● PROBLEMS:
a – According to the Hebron commentary, the government is acting as though nothing has changed since what year?
b – Write the next part of the commentary on Hebron and the settler leadership, starting right after its final sentence.

● QUOTED TEXT:
—————
It was quiet in Hebron before the army decided to evacuate the "House of Domination," the elders of the settlements lamented last week, as if they had managed after generations of efforts to set the rules of the game and a ceiling for protection money. Everything was so wonderful, the Arabs knew their place, the torched vegetable stand knew what crime it had committed and the soldiers knew whose orders were supreme. Now the leftist High Court comes along with the damned police and they mess it all up.

And the government? It is behaving as if nothing has changed since 1968 - it treats the Yesha leadership as if it were the Jewish leadership of the ghetto, as a kind of spiritual authority. It is best not to upset that authority, so the government won't be accused of anti-Semitism. Thus the state is negotiating not only with those who admit to having lost control, but with those who, from the start, should not have been given control, with those for whom the law and High Court rulings are merely an opening gambit. Is this not the same "leadership" that bone-shatteringly dislocated the government's shoulders when it established the wildcat settlements? When it planted illegal outposts and burned fruit stands?
—————
● RECORDS SHOWN:
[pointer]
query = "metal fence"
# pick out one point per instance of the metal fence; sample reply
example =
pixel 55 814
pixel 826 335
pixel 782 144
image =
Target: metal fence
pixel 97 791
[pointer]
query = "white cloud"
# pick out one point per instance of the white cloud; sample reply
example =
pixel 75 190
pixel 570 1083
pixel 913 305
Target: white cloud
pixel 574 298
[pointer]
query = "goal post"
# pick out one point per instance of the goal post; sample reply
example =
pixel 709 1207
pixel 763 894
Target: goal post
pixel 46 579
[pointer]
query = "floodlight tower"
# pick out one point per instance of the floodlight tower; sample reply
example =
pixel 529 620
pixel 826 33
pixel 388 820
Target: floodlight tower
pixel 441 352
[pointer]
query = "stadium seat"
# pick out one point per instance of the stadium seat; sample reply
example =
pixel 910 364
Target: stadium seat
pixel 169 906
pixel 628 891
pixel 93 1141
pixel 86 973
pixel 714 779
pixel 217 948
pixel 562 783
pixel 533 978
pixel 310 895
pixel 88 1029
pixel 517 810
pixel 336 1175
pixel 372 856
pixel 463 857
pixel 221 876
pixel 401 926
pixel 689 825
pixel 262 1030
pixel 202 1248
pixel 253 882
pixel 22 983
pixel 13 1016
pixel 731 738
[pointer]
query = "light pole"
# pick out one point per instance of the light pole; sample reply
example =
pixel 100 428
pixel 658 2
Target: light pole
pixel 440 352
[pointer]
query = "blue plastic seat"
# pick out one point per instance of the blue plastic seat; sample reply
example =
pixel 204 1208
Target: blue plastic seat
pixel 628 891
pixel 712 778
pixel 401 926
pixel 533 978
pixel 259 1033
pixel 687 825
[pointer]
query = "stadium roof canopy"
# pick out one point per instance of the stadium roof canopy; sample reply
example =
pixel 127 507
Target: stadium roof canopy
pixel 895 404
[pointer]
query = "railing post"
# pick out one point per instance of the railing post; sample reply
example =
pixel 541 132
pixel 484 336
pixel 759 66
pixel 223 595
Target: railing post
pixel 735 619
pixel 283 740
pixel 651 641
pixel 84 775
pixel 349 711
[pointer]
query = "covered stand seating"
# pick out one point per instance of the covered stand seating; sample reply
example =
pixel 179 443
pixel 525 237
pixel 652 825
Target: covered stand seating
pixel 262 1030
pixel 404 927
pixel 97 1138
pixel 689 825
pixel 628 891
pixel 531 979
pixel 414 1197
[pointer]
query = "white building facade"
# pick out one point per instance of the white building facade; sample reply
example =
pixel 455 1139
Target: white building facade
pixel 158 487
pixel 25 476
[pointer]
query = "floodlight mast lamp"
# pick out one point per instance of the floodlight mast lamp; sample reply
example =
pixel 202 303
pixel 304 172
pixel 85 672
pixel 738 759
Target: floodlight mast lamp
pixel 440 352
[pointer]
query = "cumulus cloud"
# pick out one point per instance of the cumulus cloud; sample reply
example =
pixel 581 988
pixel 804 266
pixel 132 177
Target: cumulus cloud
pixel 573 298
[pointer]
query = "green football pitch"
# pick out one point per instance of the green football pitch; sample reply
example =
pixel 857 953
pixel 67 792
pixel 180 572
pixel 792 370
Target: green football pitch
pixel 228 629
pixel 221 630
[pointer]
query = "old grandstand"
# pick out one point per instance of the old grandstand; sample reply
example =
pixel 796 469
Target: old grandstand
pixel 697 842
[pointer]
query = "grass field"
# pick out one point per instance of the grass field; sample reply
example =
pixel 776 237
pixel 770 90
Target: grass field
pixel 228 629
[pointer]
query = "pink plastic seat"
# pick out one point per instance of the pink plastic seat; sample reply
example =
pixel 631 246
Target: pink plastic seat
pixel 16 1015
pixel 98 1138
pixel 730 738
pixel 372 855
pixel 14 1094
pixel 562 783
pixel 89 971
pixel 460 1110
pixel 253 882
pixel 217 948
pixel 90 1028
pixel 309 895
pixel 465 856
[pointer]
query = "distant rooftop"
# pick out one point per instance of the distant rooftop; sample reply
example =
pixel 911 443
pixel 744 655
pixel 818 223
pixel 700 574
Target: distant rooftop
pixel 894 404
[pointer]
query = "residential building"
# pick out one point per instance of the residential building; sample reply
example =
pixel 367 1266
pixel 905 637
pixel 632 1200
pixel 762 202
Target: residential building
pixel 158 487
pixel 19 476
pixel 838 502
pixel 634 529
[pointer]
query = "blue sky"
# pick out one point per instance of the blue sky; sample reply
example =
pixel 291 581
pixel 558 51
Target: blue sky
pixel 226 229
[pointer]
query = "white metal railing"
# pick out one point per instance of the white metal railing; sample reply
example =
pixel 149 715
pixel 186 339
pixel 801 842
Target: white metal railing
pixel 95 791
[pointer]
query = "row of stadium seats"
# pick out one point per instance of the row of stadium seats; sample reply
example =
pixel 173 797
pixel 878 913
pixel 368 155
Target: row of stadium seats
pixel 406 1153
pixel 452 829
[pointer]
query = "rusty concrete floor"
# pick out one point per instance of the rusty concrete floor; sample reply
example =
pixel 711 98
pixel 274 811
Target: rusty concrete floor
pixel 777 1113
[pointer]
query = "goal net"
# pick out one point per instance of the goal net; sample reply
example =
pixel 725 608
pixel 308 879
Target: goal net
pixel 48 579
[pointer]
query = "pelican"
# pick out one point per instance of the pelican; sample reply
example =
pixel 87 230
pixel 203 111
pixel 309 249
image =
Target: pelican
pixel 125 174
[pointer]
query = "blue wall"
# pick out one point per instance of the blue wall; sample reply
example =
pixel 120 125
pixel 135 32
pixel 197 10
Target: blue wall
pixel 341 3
—————
● OUTPUTS IN ORDER:
a – 1968

b –
And now, this is no longer simply a "leadership" with heads of communities, or even organizational heads. This is ostensibly the "authority" to which the government of Israel turns, as if to a fellow government, with a request to arrange a few legal matters. Almost in the same way the government of Israel approaches the Palestinian Authority so the latter will fight terror, or how it indirectly approaches Hamas, to enforce its authority on members of other factions who fire Qassam rockets into Israel. For this, the settler establishment has to thank the third generation of the thugs of Hebron, who make it seem like a sane leadership, serious and responsible, whose sins have been turned as white as snow; who invite us to forget the searing memory of the way in which the messiah of settlement appeared.

The government of the settlers is now looking respectable, compared to the bandits of the House of Domination, making us long for the obedient hilltop youth; another "authority" within the abundance of authorities operating in the territories, of which the government is not even the first among equals.